### Texte fourni ###

Podemos et le PSOE ne luttent pas contre l'autoritarisme, mais bien plutôt l'organisent. La politique catalane du PSOE, adoptée par Podemos, a un caractère fascisant. Le PSOE a d'abord soutenu la répression sanglante du gouvernement PP (Parti populaire) contre le référendum pacifique d'octobre 2017 sur l'indépendance de la Catalogne, alors que le PP soutenait les manifestations anti-catalanes où l’on chantait l'hymne franquiste Cara al Sol. Après son arrivée au pouvoir l'année dernière, le PSOE a invité Vox à aider la justice à poursuivre les prisonniers politiques catalans.

Le PSOE a ensuite déclenché sa propre répression policière brutale le mois dernier en Catalogne lors de manifestations de masse contre les longues peines de prison prononcées lors de leurs procès. 700 manifestants y ont été blessés lors d’affrontements, dont quatre ont perdu un œil du aux balles en caoutchouc de la police. Des centaines de personnes ont été arrêtées.

Podemos n'a pas d'illusions sur le caractère du PSOE ou de sa politique catalane. Il a vu de ses propres yeux la violente répression de la part des polices espagnole et catalane, ordonnée par le PSOE, à l'encontre des manifestants à Barcelone, et qu'Iglesias a visitées lors des affrontements, se déclarant satisfait que « les relations institutionnelles entre les forces de police fonctionnent ». Podemos est conscient de ce que le PSOE poursuit en Catalogne une politique de la répression violente qui renforce le parti fasciste Vox, et il soutient le PSOE sur cette base.

Les tentatives de certains membres de Podemos de continuer à se faire passer pour des critiques « de gauche » du PSOE sont absurdes et trompeuses. Miguel Urban, d’Anticapitalistas, la faction pabliste de Podemos, a applaudi l'accord avec le PSOE, en ajoutant: « Le soulagement ne doit pas nous faire baisser la garde. Les risques auxquels nous serons confrontés chaque jour sont: la cooptation de ceux venus pour tout changer, le blanchissement de ceux ayant toujours cherché à l'empêcher et l’attribution au (PSOE) du monopole de la contestation de la droite ».

### Données fournies ###

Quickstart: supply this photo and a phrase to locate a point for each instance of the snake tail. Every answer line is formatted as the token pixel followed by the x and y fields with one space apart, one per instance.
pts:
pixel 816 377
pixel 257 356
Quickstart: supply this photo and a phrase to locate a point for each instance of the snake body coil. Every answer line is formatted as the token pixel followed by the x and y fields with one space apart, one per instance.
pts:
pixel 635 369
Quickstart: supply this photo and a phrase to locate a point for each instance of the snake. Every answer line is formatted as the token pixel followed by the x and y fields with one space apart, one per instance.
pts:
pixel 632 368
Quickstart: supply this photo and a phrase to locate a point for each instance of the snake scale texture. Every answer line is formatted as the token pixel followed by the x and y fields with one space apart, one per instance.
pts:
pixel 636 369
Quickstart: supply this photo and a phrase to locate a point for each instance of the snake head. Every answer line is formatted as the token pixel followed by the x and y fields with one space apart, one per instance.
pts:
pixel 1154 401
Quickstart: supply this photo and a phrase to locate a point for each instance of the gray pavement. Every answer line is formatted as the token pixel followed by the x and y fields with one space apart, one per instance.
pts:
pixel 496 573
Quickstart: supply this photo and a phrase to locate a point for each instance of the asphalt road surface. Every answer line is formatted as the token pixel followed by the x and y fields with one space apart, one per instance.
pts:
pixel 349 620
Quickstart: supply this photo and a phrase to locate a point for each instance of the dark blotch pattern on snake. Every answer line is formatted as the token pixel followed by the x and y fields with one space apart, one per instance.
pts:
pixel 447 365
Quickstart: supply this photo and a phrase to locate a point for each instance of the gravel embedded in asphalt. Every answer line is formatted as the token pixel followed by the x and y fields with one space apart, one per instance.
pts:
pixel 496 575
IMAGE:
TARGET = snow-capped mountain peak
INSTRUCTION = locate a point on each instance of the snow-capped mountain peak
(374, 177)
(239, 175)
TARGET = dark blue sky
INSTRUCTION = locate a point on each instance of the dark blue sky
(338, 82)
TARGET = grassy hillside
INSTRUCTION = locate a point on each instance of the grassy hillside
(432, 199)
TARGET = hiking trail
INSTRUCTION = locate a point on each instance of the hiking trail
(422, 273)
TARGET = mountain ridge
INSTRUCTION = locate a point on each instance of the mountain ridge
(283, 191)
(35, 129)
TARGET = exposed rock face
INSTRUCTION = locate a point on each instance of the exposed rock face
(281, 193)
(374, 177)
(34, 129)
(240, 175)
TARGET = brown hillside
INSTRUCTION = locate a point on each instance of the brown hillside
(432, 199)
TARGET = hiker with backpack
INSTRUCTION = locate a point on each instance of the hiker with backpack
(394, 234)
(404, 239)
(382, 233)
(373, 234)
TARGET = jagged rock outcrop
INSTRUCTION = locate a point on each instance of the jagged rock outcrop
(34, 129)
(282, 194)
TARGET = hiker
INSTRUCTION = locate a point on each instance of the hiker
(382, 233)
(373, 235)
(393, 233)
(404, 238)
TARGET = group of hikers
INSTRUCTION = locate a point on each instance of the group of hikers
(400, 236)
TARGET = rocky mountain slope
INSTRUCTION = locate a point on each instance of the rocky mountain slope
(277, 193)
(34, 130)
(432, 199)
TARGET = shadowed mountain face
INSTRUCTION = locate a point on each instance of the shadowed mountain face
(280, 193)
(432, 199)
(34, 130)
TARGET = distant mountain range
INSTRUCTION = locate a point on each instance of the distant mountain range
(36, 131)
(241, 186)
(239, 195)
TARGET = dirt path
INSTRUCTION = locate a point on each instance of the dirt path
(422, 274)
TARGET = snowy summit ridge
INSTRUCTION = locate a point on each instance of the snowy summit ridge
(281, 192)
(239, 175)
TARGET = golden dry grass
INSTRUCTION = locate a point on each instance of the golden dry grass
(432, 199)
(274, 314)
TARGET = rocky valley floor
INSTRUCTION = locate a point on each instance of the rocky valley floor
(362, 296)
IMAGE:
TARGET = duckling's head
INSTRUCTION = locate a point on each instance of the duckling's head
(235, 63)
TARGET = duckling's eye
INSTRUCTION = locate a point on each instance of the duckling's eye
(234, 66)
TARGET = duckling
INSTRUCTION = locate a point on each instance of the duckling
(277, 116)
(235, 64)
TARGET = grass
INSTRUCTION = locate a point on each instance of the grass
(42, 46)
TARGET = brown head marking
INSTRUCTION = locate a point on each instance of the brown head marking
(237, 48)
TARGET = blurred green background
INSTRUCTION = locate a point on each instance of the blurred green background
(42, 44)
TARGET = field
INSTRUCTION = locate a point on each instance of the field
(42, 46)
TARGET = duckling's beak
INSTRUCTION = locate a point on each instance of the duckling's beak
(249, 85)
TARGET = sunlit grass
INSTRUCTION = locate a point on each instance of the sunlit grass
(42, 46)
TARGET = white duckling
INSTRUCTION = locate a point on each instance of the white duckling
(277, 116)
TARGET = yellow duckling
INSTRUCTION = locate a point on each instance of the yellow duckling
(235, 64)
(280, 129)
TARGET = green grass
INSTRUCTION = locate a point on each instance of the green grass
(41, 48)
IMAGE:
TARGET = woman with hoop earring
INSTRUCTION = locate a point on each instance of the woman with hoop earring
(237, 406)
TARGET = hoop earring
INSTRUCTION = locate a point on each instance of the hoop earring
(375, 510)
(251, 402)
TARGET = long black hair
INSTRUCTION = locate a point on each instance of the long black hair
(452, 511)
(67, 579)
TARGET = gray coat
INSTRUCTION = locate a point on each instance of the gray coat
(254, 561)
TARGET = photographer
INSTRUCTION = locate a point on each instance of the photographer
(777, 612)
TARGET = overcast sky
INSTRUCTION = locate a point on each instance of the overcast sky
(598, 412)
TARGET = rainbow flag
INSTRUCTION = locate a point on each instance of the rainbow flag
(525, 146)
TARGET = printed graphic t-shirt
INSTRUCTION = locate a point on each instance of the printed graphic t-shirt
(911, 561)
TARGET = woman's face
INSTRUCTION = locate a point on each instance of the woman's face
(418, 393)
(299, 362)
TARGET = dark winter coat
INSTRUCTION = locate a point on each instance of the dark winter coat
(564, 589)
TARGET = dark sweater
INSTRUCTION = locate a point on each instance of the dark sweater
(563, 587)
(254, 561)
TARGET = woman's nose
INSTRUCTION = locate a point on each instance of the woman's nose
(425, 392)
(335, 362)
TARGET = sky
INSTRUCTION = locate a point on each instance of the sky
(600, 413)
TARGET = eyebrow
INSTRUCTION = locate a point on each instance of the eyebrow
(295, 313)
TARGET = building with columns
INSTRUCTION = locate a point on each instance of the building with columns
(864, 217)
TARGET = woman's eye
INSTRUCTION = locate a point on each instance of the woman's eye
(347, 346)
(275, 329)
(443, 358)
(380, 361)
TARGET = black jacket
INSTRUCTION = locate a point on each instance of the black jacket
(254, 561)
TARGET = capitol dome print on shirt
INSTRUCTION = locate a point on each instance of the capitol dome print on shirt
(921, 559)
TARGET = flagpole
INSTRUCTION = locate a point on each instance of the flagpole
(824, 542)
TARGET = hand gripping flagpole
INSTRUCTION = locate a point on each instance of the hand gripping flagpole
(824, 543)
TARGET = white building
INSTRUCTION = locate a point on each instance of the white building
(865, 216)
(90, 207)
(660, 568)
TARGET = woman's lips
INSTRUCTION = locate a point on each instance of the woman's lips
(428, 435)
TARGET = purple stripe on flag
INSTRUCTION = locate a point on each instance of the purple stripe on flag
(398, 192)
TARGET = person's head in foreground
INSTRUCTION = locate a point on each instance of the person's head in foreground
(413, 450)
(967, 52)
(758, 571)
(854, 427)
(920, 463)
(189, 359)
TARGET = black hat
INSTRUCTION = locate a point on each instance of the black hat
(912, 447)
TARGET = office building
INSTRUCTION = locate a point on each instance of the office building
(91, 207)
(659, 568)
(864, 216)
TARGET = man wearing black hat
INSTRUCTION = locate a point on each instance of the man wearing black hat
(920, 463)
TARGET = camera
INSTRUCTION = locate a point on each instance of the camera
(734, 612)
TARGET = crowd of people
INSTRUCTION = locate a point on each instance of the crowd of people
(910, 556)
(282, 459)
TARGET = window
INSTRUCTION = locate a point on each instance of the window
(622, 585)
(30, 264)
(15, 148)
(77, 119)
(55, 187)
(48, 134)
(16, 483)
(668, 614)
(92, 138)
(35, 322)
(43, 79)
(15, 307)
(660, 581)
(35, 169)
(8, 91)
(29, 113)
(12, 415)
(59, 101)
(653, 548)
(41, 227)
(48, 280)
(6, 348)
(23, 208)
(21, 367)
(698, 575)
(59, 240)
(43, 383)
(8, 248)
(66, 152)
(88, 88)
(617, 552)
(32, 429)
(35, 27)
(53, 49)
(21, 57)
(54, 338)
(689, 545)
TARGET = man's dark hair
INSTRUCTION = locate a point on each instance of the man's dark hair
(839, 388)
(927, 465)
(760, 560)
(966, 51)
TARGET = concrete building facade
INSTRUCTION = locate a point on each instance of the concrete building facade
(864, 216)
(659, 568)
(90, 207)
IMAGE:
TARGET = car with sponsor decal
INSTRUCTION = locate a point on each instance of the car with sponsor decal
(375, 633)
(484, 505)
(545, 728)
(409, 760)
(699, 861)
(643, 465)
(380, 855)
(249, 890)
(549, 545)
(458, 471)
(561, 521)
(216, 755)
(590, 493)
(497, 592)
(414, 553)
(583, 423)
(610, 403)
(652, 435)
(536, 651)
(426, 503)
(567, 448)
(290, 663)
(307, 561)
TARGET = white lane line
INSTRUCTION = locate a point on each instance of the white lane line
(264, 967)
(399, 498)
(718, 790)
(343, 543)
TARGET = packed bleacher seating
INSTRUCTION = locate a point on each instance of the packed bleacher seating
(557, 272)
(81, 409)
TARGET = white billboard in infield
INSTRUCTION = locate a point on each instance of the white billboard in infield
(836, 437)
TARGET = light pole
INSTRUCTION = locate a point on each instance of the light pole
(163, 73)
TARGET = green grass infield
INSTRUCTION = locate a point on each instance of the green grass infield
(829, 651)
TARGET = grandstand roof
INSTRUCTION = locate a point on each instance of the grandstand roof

###

* _Tâche 1_: Résumez en deux phrases le texte sur Podemos et le PSOE.
* _Tâche 2_: Poursuivez le texte sur Podemos et le PSOE à la suite de son dernier paragraphe.

* _Résultat final 1_: Podemos et le PSOE organisent l'autoritarisme au lieu de le combattre. Le PSOE a soutenu la répression du référendum catalan d'octobre 2017, a invité Vox à aider la justice contre les prisonniers politiques catalans et a réprimé brutalement les manifestations de masse en Catalogne, avec 700 blessés, tandis que Podemos, conscient que cette politique renforce Vox, soutient tout de même le PSOE, ce qui rend absurdes et trompeuses les critiques « de gauche » de certains de ses membres, comme Miguel Urban, qui a applaudi l'accord.

* _Résultat final 2_:
Le PSOE est le principal parti gouvernemental de la bourgeoisie espagnole depuis la transition, en 1978, du régime fasciste franquiste au régime parlementaire ; il a imposé l'austérité de l'UE et fait la la guerre, depuis l’Afghanistan jusqu’à la Libye. L'argument d'Urban relatif à une cooptation de Podemos par la classe dirigeante alors qu'il sert dans un gouvernement capitaliste avec le PSOE est ridicule. Si le PSOE choisit Podemos comme partenaire de coalition, c'est parce que Podemos s’est montré être un outil de confiance, pro austérité et pro guerre, de l'impérialisme espagnol.

Le PSOE et Podemos promeuvent leur accord sur une base entièrement frauduleuse. Non seulement un gouvernement formé sur cette base ne serait ni progressiste ni démocratique, mais l'accord ne permet en fait pas aux deux partis de former un gouvernement. Le PSOE a 120 sièges et Podemos 35; n’ayant ensemble que 155 sièges, ils leur en manque 21 pour la majorité de 176 sièges requise dans un Parlement de 350 sièges. Le PSOE cherche maintenant d'autres alliés pour son gouvernement « pré-accord » avec Podemos, comme les partis nationalistes catalans et basques, et le parti de droite Ciudadanos (Citoyens).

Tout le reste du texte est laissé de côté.